Data supplied:

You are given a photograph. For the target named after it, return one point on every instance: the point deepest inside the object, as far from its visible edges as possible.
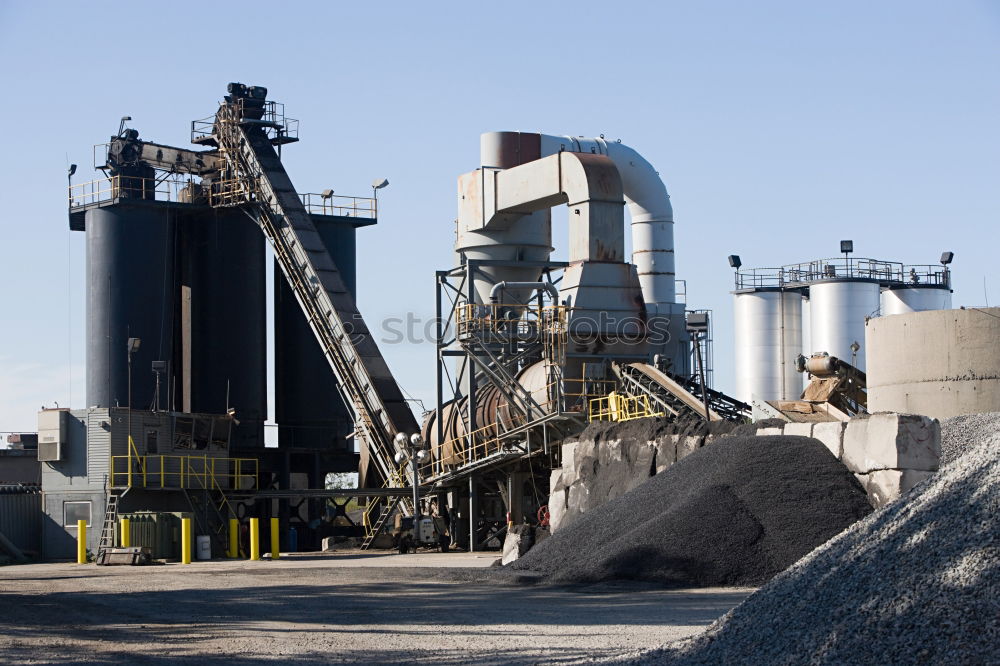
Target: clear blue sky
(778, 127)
---
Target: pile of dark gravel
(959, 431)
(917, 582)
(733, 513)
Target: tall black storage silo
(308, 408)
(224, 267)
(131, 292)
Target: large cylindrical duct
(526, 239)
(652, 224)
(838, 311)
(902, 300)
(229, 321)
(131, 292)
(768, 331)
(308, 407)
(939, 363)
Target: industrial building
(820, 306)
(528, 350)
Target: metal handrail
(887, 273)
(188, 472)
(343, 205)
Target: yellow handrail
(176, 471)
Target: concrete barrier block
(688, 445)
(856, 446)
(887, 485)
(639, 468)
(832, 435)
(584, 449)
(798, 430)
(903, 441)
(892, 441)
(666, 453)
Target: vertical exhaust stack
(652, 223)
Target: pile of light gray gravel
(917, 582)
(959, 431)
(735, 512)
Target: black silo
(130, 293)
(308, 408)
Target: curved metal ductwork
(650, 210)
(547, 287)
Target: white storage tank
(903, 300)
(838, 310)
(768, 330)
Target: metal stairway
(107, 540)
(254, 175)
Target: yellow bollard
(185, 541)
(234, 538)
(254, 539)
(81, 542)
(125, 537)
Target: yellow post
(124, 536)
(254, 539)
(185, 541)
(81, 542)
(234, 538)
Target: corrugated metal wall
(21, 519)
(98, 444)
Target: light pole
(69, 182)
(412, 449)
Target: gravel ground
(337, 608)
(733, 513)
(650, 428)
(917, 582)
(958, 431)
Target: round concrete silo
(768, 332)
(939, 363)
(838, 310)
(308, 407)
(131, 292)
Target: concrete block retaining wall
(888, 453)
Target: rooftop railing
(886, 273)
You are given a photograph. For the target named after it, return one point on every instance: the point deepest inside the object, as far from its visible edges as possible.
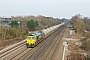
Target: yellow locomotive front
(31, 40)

Problem requirements: Gather every line of the listing above that contains the word "metal", and treat uppercase and lowercase letters as different.

Reply:
Target: metal handrail
Target: curved metal ductwork
Target: metal stairway
Target: corrugated metal wall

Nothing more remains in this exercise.